* What is asked
Rewrite each item below, replacing "that would be much appreciated" with "that would be helpful" and keeping everything else the same. Omit the pictures.

* Material
- - -
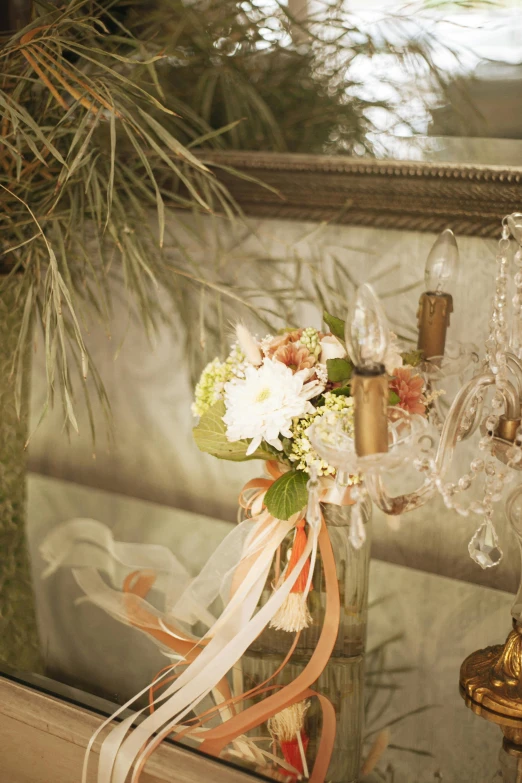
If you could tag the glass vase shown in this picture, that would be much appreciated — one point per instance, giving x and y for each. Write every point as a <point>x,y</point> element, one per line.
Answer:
<point>19,644</point>
<point>352,567</point>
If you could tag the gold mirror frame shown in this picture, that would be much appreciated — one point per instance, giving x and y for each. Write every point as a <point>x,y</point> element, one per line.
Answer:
<point>409,196</point>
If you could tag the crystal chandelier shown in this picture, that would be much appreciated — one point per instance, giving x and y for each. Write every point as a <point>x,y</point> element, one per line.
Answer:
<point>389,438</point>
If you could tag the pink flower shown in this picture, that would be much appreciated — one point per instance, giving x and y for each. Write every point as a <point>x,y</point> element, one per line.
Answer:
<point>410,389</point>
<point>281,340</point>
<point>297,357</point>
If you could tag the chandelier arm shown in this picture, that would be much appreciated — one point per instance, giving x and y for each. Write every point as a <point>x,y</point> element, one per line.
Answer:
<point>401,504</point>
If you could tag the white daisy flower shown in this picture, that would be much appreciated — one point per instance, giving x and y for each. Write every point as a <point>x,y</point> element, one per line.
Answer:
<point>263,405</point>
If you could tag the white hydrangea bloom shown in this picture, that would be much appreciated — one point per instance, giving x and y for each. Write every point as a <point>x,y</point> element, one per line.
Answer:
<point>262,406</point>
<point>392,358</point>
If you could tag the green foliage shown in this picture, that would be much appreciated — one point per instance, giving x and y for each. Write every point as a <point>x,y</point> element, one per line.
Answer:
<point>88,153</point>
<point>210,437</point>
<point>288,494</point>
<point>289,84</point>
<point>336,325</point>
<point>342,391</point>
<point>339,370</point>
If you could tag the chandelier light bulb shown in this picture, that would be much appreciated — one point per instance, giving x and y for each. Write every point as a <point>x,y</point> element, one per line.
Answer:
<point>442,264</point>
<point>366,331</point>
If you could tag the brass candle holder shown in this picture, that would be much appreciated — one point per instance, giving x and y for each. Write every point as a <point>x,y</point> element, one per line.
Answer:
<point>370,393</point>
<point>433,321</point>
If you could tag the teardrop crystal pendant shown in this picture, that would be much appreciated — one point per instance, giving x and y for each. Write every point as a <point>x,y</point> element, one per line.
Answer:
<point>357,534</point>
<point>483,547</point>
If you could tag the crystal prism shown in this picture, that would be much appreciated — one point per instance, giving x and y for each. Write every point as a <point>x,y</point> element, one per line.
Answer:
<point>483,547</point>
<point>357,533</point>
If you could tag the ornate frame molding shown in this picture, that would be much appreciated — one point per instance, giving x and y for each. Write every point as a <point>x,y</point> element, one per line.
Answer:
<point>414,196</point>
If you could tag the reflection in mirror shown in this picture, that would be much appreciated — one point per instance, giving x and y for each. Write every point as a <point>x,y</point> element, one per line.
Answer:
<point>405,81</point>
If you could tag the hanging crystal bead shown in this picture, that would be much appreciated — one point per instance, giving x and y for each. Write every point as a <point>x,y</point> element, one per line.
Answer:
<point>357,534</point>
<point>483,547</point>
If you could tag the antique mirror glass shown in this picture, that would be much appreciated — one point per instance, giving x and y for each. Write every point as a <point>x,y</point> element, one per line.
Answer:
<point>349,134</point>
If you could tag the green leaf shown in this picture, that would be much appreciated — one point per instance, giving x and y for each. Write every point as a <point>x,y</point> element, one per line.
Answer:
<point>210,436</point>
<point>339,370</point>
<point>288,494</point>
<point>413,358</point>
<point>336,325</point>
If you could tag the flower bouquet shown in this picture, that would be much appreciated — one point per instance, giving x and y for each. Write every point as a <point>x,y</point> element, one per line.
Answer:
<point>259,403</point>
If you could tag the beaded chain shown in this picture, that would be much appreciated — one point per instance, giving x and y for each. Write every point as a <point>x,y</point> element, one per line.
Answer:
<point>483,547</point>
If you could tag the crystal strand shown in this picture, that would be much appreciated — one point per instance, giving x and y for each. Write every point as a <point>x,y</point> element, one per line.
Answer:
<point>357,533</point>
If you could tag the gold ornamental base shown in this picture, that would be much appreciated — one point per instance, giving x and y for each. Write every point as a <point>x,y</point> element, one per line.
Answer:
<point>491,684</point>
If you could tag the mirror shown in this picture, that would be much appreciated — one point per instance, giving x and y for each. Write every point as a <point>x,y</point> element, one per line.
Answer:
<point>387,121</point>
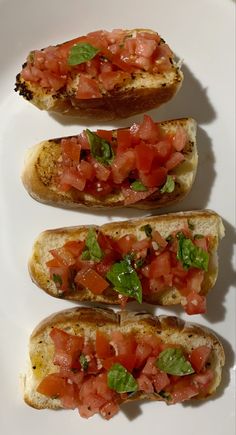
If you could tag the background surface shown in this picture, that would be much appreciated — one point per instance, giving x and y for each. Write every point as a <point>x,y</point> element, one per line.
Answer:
<point>202,34</point>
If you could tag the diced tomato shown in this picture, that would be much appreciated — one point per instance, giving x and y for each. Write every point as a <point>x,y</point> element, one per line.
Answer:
<point>111,79</point>
<point>123,165</point>
<point>175,159</point>
<point>160,381</point>
<point>148,130</point>
<point>124,244</point>
<point>103,348</point>
<point>102,172</point>
<point>179,139</point>
<point>75,247</point>
<point>91,280</point>
<point>157,237</point>
<point>145,384</point>
<point>124,140</point>
<point>53,385</point>
<point>144,154</point>
<point>155,178</point>
<point>199,357</point>
<point>87,88</point>
<point>105,134</point>
<point>71,150</point>
<point>196,304</point>
<point>109,409</point>
<point>161,266</point>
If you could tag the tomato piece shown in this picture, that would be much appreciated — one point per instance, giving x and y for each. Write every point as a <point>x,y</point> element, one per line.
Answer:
- - -
* Output of the exercise
If you could tag the glass vase shown in this picture, that would be helpful — one point per instance, giving x and y for each. Write every point as a <point>x,y</point> element, one per line.
Answer:
<point>19,644</point>
<point>352,567</point>
If you could tag the gold mirror frame shown in this picture, that would be helpful — one point per instance, giving x and y for each. Write every point as a <point>x,y</point> element, one per line.
Answer:
<point>409,196</point>
If you could tag the crystal chandelier shown in this picture, that would be helpful — one point per instance, giving x and y for each. Write every point as a <point>x,y</point> element, one per line.
Answer:
<point>389,438</point>
If you could tag the pink flower shown in this picture, that would be helpful — one point per instance, giving x and y for each. Write every point as a <point>x,y</point> element, one per line.
Answer:
<point>410,389</point>
<point>281,340</point>
<point>297,357</point>
If you could tag the chandelier arm shown in this picture, that would be helpful — one point per instance, giving x and y for each. Write every point as a <point>x,y</point> element, one per line.
Answer:
<point>401,504</point>
If you could tag the white daisy flower shown in this picture, that would be helpful — one point per instance, giving x and y for each. Write every point as a <point>x,y</point> element, one per line.
Answer:
<point>263,405</point>
If you could tag the white hydrangea bloom shown in this picture, that would be helpful — one point per instance, giving x and y for each. Write every point as a <point>x,y</point> element, one per line.
Answer:
<point>262,406</point>
<point>392,358</point>
If you could tag the green foliage shown in this picture, that would be helpful — one point per instance, giving x and y for each. Write every point as a <point>x,y</point> element, one per line.
Answer:
<point>88,153</point>
<point>210,437</point>
<point>288,494</point>
<point>289,84</point>
<point>336,325</point>
<point>342,391</point>
<point>339,370</point>
If you could tag the chandelier light bulb shown in this picture, that would be helpful — one point per instance, giving x and y for each. Write every point as a <point>x,y</point> element, one per line.
Answer:
<point>442,264</point>
<point>366,331</point>
If you could tag the brass candle holder shown in this picture, that would be helpful — one point per instance, giving x and y for each. Write every point as a <point>x,y</point> element, one per line.
Answer:
<point>370,393</point>
<point>433,321</point>
If you could tag the teardrop crystal pendant shown in this picture, that would be helpful — one point per instance, giving x and y for each. Write every point as a <point>x,y</point> element, one per line.
Answer:
<point>357,534</point>
<point>483,547</point>
If you could tag the crystal prism shown in this picture, that would be helpful — one point per instance, giving x and y for each. Write every point as a <point>x,y</point> element, one per line.
Answer:
<point>483,547</point>
<point>357,533</point>
If you could tag the ornate frame molding shown in this picture, that would be helpful — one point per instance, giving x and y for each. Write every point as a <point>x,y</point> element, one per line.
Answer:
<point>414,196</point>
If you could tag the reflection in mirror shown in this picture, that would be helpful — one point per instance, giving x and y for each. Write every point as a <point>x,y</point> element, one per line.
Answer:
<point>405,81</point>
If you could tag the hanging crystal bead shown in this picture, that would be helpful — one point per instance, giving x and y for each. Write every point as a <point>x,y</point> element, one per line.
Answer:
<point>357,534</point>
<point>483,547</point>
If you could tag the antique mirror glass shown in this picture, that would be helpful — one point per instance, giving x and y for each. Write every point as a <point>x,y</point> element, one per line.
Answer:
<point>349,134</point>
If you could tag the green leaf shown in this picture, that would be helpful — one point per instance, giving x and y for each. Write every point as a <point>x,y</point> element, one per line.
Answer:
<point>210,436</point>
<point>339,370</point>
<point>288,494</point>
<point>413,358</point>
<point>336,325</point>
If you could tag the flower bouquet shown in this picture, that would be helpful — one point per instance, giving x and y for each. Write every point as a <point>x,y</point> element, one per line.
Answer:
<point>259,403</point>
If you could tag the beaded chain shown in this picture, that would be helpful — one point per instance, giving x and y for each. Write every point as a <point>x,y</point> element, one per line.
Answer:
<point>483,547</point>
If you could tag the crystal strand shown in this picture, that would be helpful — one point per instance, giving x and y for each. Write every point as a <point>x,y</point> element, one per line.
Answer:
<point>357,533</point>
If you could tag the gold ornamental base shown in this picture, that would be helpful — one point per instance, giving x and y for each. Write every point as a <point>x,y</point> element, one per line.
Answer:
<point>491,684</point>
If you could tag the mirror shown in this picture, that would be helpful — one point per instance, giving x and y for each. Write every point as a <point>x,y</point> element, one per line.
Answer:
<point>387,121</point>
If you could tag the background surface shown in this picture, that would be helpful — one point per instance, giving x and y for each. Write every point as a <point>x,y</point> element, one per line.
Answer:
<point>202,34</point>
If you could tag the diced tomato shown in this picture, that would be helpful — one point per instance, giving x and y for each. Write every point as a <point>x,y</point> element, one per line.
Answer:
<point>111,79</point>
<point>123,165</point>
<point>175,159</point>
<point>160,381</point>
<point>148,130</point>
<point>124,244</point>
<point>103,348</point>
<point>102,172</point>
<point>179,139</point>
<point>75,247</point>
<point>91,280</point>
<point>157,237</point>
<point>145,384</point>
<point>124,140</point>
<point>53,385</point>
<point>144,154</point>
<point>155,178</point>
<point>199,357</point>
<point>87,88</point>
<point>105,134</point>
<point>71,150</point>
<point>196,304</point>
<point>109,409</point>
<point>161,266</point>
If you could tag the tomato piece shown in this picture, that would be helpful — one point per instance, giving x and y for each. Write every point as a <point>x,y</point> element, one per line.
Answer:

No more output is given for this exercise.